%%

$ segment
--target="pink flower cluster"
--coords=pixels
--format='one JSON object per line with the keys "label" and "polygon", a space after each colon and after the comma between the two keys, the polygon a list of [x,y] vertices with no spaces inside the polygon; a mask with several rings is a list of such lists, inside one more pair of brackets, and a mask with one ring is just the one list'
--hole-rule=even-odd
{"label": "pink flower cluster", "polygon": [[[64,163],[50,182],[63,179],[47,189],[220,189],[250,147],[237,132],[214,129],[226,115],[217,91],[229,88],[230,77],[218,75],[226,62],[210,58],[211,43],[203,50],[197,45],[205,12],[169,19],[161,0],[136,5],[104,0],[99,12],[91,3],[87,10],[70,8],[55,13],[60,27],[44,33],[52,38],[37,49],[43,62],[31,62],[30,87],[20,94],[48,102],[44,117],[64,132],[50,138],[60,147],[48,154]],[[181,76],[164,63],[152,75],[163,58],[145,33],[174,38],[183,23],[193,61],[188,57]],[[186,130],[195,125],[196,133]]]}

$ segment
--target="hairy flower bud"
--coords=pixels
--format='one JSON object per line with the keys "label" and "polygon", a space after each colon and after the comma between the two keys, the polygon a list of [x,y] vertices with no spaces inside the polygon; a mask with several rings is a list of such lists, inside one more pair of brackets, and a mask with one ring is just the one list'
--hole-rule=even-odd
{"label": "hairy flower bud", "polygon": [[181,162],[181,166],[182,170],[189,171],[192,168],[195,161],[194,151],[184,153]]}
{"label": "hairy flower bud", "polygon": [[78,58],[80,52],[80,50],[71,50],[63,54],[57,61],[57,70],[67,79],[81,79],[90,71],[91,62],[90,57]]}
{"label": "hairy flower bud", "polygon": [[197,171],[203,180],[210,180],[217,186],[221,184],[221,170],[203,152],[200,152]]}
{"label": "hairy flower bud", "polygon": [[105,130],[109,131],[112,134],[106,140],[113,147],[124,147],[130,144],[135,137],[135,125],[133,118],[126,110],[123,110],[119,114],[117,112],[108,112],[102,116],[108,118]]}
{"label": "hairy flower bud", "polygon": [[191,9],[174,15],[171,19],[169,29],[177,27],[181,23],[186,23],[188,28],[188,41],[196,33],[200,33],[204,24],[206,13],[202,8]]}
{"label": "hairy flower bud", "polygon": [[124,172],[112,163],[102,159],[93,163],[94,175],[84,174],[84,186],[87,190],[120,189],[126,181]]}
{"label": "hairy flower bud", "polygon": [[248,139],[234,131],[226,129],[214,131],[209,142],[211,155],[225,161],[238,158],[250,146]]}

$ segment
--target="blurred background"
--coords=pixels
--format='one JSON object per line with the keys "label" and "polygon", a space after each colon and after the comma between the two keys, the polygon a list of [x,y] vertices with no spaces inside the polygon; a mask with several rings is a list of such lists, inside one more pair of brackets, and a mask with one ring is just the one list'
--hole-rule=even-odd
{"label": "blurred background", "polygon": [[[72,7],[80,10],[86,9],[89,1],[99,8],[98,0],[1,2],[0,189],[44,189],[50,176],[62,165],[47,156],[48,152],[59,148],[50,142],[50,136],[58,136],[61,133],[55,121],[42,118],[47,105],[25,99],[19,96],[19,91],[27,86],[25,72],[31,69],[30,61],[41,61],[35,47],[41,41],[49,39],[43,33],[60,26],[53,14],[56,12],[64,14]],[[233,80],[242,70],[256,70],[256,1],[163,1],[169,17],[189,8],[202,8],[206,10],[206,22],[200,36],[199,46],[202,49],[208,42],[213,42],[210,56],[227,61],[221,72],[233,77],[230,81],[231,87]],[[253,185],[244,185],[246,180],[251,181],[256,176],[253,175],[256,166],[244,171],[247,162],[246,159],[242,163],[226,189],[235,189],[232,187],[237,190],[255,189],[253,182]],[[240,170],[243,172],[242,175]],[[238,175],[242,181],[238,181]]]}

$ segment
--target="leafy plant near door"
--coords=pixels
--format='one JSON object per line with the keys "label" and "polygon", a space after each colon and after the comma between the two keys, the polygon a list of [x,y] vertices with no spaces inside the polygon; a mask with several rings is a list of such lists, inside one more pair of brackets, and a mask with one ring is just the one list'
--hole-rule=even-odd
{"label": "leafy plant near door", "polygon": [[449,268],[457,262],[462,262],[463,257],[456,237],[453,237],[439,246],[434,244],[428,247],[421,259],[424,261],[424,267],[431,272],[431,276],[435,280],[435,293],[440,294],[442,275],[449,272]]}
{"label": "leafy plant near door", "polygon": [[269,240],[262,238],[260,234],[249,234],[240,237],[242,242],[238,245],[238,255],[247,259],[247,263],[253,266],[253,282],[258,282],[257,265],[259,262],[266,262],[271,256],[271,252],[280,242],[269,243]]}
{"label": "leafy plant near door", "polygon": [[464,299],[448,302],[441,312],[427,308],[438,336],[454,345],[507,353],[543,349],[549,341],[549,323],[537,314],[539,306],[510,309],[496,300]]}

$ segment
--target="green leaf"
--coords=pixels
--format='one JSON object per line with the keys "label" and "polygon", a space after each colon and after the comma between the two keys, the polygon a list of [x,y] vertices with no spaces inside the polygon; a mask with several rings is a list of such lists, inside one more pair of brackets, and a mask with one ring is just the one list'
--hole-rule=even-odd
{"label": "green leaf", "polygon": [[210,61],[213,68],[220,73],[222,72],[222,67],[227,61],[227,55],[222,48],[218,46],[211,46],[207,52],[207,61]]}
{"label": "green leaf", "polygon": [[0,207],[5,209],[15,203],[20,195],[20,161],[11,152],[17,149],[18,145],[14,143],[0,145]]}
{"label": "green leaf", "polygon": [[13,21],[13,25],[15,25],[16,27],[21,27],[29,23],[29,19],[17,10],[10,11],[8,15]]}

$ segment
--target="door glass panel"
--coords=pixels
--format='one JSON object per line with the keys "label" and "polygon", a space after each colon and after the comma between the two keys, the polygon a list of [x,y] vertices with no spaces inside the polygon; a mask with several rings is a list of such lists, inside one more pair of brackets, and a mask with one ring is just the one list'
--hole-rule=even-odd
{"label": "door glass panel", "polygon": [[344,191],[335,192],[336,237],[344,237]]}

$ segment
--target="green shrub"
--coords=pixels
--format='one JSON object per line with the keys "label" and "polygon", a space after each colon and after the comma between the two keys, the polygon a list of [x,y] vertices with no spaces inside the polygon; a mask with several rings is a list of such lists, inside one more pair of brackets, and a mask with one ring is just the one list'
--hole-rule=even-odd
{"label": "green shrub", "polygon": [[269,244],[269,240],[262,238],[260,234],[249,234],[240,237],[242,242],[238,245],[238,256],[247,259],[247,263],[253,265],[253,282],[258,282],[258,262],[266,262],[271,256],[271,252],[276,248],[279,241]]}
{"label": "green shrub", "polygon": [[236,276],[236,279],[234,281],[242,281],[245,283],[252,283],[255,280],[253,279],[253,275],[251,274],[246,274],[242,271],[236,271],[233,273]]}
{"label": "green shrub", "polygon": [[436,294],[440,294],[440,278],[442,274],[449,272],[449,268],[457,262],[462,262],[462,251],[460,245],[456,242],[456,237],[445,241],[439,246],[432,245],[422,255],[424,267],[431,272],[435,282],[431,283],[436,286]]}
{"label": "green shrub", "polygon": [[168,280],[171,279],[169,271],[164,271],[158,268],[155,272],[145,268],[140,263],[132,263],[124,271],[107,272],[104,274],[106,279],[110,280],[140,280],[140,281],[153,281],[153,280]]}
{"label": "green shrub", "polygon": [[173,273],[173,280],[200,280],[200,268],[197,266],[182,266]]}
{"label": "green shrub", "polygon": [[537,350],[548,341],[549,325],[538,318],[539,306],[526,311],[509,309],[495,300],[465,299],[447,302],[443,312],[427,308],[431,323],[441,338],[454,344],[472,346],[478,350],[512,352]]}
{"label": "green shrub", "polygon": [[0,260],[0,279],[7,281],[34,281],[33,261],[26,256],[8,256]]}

%%

| Set problem |
How many lines of the records contain the string "door", matching case exactly? Reply with the number alone.

| Answer |
6